## Start
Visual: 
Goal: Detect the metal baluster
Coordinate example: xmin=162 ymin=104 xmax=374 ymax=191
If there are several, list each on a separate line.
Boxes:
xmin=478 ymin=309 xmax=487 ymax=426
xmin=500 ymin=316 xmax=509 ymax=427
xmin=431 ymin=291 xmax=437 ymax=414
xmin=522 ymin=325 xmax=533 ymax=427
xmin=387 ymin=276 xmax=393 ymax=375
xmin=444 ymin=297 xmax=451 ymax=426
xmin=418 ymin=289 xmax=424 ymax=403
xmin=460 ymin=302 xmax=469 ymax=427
## End
### What the task asks
Render the listing above as a two-column CSV with the header columns "instruction" and "response", one row per entry in the listing, placing its text and its answer each in a single quoted field with every line break replaced by a space.

### Output of the task
instruction,response
"Visual: Goal: Detect the metal baluster Coordinate example: xmin=162 ymin=104 xmax=374 ymax=191 If there are several, list each on a separate line. Boxes:","xmin=478 ymin=309 xmax=487 ymax=426 xmin=500 ymin=316 xmax=509 ymax=427 xmin=431 ymin=291 xmax=437 ymax=414 xmin=522 ymin=325 xmax=533 ymax=427 xmin=387 ymin=276 xmax=393 ymax=375 xmin=444 ymin=297 xmax=451 ymax=426 xmin=418 ymin=289 xmax=424 ymax=403 xmin=460 ymin=302 xmax=469 ymax=427"